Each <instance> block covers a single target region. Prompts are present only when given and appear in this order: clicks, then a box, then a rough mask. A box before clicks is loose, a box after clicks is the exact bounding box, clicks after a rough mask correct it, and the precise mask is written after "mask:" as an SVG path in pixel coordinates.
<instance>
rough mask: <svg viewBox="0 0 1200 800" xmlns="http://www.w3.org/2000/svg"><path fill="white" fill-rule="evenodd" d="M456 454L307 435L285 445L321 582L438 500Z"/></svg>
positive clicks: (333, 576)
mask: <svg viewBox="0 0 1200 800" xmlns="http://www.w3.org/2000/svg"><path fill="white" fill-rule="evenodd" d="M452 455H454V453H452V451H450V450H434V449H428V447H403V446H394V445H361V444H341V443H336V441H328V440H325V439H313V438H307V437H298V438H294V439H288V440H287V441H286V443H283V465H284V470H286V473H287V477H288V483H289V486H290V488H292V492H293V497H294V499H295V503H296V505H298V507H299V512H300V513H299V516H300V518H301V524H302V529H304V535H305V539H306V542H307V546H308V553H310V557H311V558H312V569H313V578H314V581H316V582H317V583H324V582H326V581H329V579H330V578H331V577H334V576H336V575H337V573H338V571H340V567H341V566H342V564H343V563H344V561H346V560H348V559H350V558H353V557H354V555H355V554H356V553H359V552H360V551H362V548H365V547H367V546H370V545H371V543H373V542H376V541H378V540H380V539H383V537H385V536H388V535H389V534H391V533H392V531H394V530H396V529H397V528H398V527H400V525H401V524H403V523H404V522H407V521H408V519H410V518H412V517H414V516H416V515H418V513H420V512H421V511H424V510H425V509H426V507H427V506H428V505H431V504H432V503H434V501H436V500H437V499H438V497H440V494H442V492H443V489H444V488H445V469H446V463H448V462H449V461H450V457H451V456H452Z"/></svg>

==

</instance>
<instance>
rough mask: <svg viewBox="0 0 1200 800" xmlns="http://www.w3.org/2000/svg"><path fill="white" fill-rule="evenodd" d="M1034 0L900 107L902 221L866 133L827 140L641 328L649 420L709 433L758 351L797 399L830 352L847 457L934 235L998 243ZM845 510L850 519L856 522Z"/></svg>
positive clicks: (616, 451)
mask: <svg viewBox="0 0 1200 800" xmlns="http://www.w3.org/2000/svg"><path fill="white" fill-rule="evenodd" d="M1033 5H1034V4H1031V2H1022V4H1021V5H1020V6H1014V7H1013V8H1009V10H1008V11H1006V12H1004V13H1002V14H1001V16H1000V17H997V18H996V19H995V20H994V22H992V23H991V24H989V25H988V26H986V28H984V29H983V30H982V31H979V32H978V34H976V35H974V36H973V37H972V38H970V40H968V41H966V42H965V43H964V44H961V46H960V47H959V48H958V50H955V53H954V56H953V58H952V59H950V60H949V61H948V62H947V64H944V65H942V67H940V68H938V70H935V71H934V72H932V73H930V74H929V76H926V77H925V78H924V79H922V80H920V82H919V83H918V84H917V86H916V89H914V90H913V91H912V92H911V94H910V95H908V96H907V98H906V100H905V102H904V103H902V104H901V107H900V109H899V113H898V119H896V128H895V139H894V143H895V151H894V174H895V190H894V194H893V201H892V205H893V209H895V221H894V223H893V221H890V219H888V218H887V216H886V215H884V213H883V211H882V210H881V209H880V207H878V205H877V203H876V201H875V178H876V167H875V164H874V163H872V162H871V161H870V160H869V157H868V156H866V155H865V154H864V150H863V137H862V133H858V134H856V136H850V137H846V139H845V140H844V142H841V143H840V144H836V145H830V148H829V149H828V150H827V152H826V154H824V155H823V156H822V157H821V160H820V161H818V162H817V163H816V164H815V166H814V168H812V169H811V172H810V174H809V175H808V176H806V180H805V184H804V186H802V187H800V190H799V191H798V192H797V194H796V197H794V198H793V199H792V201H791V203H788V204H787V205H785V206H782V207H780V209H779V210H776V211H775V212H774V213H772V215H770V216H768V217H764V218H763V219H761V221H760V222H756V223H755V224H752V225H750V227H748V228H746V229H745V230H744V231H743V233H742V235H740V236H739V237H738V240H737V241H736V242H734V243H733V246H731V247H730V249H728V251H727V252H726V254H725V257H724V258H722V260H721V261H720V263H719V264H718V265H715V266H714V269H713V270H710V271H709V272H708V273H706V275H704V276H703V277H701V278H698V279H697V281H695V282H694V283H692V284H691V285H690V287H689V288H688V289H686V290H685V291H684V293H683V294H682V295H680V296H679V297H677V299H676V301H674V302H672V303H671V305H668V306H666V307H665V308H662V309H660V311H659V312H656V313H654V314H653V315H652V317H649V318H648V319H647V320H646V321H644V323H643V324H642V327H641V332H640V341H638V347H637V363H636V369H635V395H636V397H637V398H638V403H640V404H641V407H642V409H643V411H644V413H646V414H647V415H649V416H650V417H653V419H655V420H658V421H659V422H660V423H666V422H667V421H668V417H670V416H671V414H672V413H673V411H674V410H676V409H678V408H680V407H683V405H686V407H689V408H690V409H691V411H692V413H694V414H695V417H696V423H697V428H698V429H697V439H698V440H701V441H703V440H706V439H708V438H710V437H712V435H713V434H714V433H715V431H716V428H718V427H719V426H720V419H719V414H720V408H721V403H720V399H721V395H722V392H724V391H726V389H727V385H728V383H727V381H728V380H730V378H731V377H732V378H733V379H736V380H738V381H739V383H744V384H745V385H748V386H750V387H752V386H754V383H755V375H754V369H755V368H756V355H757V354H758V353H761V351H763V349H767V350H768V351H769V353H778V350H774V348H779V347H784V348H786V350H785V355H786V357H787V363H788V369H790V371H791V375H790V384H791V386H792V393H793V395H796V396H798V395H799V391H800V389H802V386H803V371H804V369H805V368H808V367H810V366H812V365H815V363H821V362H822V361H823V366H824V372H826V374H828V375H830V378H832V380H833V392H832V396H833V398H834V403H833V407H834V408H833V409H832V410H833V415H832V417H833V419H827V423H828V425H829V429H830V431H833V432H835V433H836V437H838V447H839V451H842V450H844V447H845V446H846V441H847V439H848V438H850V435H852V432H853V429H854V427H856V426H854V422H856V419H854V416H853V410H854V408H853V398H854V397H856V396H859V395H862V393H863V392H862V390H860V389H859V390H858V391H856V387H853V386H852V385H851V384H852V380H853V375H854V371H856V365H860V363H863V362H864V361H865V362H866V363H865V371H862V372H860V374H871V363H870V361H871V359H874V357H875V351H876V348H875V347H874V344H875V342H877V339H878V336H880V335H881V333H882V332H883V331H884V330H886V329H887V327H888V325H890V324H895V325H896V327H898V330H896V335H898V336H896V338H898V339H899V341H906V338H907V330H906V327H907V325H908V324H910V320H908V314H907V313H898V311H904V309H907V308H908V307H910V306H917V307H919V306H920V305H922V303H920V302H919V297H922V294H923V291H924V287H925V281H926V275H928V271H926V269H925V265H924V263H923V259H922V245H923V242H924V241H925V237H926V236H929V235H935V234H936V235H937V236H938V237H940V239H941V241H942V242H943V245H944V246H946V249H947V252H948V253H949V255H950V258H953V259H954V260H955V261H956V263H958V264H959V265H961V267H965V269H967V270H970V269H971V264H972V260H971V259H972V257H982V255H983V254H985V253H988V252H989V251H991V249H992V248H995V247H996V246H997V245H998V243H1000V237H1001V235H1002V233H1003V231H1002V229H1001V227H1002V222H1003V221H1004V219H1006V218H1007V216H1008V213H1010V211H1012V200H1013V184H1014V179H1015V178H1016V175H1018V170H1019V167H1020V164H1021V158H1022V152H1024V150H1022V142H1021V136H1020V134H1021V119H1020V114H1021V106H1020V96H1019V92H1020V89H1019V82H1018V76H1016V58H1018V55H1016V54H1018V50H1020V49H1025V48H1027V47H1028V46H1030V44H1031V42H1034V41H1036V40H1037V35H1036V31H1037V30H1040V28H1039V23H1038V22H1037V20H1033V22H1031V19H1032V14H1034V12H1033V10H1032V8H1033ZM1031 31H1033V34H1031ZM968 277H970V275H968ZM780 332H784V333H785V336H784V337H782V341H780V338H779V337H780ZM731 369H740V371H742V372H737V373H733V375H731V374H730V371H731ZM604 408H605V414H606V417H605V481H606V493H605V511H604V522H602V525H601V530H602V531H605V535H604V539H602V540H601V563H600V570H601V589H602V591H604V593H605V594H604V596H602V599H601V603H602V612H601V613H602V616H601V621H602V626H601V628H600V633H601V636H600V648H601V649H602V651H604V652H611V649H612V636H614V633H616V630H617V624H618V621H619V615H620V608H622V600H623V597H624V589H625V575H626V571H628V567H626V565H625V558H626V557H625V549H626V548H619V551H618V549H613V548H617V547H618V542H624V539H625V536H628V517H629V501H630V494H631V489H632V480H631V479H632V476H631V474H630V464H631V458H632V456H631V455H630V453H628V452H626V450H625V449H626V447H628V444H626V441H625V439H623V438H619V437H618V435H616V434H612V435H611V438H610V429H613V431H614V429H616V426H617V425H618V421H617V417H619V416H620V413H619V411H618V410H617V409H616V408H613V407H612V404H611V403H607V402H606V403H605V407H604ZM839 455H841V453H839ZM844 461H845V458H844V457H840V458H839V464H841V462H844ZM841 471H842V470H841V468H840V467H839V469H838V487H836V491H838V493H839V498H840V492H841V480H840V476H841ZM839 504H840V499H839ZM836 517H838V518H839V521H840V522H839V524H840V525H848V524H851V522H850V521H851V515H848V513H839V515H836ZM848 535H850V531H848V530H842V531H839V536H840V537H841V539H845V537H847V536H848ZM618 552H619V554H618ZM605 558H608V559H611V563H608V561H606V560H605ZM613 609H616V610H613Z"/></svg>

§ **Written task**:
Rewrite the rows from the line that contains "</instance>" through the line that contains "positive clicks: (616, 451)", putting "coarse mask" in place of "rough mask" and leaving everything else as it is.

§ **Result of this task**:
</instance>
<instance>
coarse mask: <svg viewBox="0 0 1200 800" xmlns="http://www.w3.org/2000/svg"><path fill="white" fill-rule="evenodd" d="M1034 0L900 107L902 221L866 133L827 140L641 328L649 420L709 433L758 351L797 399L830 352L847 457L934 235L998 243ZM845 510L850 519L856 522Z"/></svg>
positive clicks: (616, 451)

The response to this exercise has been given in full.